- Problem
Return the lines below that carry the word "roof".

[[ Provided material open ]]

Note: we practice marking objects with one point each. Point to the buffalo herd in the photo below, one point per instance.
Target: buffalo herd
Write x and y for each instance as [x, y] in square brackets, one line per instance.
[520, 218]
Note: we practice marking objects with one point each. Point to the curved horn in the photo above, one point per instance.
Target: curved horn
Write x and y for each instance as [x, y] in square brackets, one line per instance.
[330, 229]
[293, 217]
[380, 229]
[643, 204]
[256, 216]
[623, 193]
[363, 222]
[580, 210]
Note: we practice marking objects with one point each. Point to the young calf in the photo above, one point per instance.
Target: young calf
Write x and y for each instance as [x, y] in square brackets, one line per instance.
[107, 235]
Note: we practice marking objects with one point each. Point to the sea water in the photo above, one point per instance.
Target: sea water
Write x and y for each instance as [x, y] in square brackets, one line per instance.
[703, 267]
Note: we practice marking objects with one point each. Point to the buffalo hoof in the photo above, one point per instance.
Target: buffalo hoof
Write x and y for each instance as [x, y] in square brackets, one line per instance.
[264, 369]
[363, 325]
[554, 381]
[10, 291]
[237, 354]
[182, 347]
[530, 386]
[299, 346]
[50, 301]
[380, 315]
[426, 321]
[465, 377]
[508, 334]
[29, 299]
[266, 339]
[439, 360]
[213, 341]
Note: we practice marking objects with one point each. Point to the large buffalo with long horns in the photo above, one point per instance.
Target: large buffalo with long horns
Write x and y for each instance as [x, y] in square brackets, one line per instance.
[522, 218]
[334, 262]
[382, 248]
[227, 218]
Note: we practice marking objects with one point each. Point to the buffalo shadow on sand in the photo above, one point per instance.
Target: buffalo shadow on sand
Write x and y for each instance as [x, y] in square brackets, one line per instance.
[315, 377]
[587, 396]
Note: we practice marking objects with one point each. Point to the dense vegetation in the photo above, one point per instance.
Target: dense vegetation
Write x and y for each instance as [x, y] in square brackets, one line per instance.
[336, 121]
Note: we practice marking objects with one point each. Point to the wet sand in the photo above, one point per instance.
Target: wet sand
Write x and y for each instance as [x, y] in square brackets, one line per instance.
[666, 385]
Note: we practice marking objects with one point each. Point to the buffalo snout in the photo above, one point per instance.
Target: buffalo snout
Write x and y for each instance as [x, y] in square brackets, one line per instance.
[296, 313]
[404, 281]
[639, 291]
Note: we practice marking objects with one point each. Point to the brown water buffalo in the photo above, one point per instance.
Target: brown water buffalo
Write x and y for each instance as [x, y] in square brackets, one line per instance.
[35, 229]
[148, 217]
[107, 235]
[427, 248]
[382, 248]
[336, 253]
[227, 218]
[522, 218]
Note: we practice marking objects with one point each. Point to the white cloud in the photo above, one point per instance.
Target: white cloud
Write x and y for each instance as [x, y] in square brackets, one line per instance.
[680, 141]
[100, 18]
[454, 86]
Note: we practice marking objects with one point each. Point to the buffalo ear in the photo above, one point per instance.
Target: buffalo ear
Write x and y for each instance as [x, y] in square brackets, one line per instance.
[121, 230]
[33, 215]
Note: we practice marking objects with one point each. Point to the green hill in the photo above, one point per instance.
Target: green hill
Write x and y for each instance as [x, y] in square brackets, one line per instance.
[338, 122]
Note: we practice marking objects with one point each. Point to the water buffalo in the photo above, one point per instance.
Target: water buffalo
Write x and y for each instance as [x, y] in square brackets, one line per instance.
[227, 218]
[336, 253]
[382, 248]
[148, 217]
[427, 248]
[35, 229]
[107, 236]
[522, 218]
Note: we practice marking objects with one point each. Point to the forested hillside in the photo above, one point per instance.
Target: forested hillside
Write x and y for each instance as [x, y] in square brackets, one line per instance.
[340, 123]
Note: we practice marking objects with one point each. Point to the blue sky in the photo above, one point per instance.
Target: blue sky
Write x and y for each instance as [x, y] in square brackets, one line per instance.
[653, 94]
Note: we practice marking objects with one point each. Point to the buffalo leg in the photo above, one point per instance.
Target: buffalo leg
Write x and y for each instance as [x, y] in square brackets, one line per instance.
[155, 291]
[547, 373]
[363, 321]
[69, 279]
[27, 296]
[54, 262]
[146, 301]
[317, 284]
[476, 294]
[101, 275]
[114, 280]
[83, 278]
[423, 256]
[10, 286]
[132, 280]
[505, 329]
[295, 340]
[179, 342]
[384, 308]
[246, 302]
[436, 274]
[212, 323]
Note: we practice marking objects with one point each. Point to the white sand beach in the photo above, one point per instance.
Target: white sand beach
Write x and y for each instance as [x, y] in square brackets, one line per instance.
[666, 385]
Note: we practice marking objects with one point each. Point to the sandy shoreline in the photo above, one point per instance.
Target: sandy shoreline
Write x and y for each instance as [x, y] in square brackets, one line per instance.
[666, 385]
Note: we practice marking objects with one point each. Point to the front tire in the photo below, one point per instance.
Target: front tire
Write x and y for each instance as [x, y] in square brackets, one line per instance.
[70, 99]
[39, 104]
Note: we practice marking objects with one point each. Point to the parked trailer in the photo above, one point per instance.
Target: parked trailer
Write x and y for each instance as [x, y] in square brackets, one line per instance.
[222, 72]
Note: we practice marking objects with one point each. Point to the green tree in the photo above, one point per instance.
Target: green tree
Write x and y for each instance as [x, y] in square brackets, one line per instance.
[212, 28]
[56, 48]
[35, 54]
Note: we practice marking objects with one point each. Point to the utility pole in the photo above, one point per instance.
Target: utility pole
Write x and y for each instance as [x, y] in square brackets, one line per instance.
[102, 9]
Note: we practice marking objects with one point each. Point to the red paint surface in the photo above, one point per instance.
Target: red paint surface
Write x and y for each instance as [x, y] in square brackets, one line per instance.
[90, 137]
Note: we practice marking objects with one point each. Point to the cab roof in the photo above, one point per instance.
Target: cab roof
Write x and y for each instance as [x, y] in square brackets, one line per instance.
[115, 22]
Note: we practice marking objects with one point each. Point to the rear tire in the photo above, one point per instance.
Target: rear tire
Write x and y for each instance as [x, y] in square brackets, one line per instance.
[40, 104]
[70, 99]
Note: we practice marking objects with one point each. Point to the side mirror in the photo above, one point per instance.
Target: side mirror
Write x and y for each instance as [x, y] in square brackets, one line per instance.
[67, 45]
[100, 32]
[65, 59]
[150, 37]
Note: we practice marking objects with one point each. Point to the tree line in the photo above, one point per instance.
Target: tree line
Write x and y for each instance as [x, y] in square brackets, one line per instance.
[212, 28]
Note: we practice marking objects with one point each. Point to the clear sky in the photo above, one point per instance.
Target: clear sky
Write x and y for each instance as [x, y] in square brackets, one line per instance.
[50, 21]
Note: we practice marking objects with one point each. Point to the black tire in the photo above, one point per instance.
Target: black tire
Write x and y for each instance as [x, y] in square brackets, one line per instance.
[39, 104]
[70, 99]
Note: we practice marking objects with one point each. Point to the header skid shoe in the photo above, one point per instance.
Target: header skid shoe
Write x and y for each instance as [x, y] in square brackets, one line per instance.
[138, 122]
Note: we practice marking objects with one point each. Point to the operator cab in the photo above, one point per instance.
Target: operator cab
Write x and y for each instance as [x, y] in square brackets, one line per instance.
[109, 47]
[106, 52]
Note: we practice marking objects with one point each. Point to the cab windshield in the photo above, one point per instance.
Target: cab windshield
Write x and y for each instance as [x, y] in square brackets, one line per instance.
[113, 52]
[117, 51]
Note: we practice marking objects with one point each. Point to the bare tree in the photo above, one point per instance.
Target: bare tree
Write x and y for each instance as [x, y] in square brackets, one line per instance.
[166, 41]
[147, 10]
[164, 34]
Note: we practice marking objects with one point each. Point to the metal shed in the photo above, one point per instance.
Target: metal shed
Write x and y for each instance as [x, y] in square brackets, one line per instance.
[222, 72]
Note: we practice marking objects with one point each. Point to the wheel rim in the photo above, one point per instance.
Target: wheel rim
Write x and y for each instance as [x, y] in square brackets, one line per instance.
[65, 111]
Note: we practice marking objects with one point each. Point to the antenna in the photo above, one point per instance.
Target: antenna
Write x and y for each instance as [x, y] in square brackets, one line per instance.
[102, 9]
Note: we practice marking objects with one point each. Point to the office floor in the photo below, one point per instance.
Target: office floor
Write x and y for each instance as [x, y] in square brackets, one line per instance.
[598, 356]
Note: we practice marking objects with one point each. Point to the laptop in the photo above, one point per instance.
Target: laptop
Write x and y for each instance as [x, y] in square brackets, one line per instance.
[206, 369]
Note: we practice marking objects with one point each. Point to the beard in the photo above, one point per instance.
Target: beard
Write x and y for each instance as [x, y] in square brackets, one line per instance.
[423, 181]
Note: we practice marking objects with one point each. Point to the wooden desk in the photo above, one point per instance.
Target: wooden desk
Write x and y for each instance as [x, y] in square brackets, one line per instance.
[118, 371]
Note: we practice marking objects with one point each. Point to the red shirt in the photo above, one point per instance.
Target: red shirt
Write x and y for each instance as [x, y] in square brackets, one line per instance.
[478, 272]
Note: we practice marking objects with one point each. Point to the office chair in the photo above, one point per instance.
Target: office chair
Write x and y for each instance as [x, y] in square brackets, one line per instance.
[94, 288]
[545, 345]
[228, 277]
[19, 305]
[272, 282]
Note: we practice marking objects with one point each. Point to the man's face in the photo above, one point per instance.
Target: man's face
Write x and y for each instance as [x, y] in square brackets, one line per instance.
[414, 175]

[[ Provided material closed ]]

- Exercise result
Note: we practice marking objects with one point each. Point to the cab roof in the photo above, one point per instance.
Target: cab roof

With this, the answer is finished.